Document extract:
****************
With some slightly different notation you can make the problem easier to interpret. It seems like you are looking to maximize the correlation between
$$\begin{array}{rclcrcl}
P_j &=& \sum_{i=1}^n P_{ij} V_i & \quad \text{and} \quad & T_j &=& \sum_{i=1}^m T_{ij} W_i \end{array}$$
The solution to maximize the correlation is the same as when the columns of $P_{ij}$ and $T_{ij}$ are translated such that they have zero mean, so let's assume that the columns have zero means.
The problem is similar to the question Fitting of a sum of vectors $Y \alpha = X \beta + \epsilon$ The difference is in the dimension of $\alpha$ and $\beta$, or your $V_i$ and $W_i$. In the other question, these dimensions are the same, but the principle remains the same.
****************
[Dataset rows showing where objects appear]
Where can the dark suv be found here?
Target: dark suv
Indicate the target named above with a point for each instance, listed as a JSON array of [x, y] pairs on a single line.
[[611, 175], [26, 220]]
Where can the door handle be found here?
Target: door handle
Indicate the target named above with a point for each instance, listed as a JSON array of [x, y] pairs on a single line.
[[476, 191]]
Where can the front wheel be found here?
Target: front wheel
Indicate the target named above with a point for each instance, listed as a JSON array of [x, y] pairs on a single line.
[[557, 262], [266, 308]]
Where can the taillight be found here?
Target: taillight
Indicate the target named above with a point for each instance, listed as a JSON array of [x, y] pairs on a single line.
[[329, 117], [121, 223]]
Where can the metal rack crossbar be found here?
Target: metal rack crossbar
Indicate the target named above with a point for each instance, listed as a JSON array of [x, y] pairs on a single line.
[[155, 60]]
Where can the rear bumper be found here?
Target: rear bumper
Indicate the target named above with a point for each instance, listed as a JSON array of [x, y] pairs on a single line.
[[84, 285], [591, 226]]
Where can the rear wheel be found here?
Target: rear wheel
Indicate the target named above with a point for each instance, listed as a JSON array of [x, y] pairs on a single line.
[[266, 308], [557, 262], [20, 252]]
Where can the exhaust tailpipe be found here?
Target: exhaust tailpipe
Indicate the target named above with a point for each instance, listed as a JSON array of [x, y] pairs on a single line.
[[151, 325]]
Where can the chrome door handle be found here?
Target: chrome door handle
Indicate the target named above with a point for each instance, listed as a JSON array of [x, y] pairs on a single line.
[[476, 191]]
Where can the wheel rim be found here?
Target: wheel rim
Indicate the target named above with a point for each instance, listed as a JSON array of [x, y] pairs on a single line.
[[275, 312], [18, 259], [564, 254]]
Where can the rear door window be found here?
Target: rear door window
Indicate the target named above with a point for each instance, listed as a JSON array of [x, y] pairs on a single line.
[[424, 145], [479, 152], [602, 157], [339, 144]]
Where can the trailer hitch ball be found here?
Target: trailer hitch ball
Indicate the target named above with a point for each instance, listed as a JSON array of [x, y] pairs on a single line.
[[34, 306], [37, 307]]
****************
Required tasks:
1. According to the answer on maximizing correlation, what differs between this problem and the linked question about fitting a sum of vectors?
2. Continue the answer on maximizing correlation from the point where it stops.
The records are separate material and have no connection to the answer about maximizing correlation.

Task-by-task answers:
1. The dimensions of $\alpha$ and $\beta$ (here $V_i$ and $W_i$) differ, whereas in the other question they are the same.

2.
The answer to that question argues that $W_i$ is equal to the eigenvector with the largest eigenvalue of the following matrix
$$\begin{array}{rcl}
M &=& (T^tT)^{-1}(QT)^t(QT) \\
\end{array}$$
with $Q$ the projection matrix
$$\begin{array}{rcl}
Q &=& P(P^tP)^{-1}P^t
\end{array}$$
The correlation of the solution $\hat{P}_j,\hat{T}_j$ will be related to the eigenvalue $\lambda$
$$\text{cor}(\hat{P}_j,\hat{T}_j) = \sqrt{\lambda}$$
Code example
Below we demonstrate the algorithm with some code. A comparison is made with a numerical optimization
### create exams let's have
### 3 theoretical exams
### 6 practical exams
### 20 students
### the data are correlated normal distributed variables
set.seed(1)
ns = 20
nt = 3
np = 6
rho = 0.5
data = t(mvrnorm(nt+np,mu = rep(0,ns), Sigma = diag(rep(1-rho,ns))+rho ))
P = data[,1:np]
T = data[,(np+1):(np+nt)]
vector_solution = function(P,T) {
### subtract the means (without loss of generality)
Pm = P - rep(1,length(P[,1])) %*% t(colMeans(P))
Tm = T - rep(1,length(T[,1])) %*% t(colMeans(T))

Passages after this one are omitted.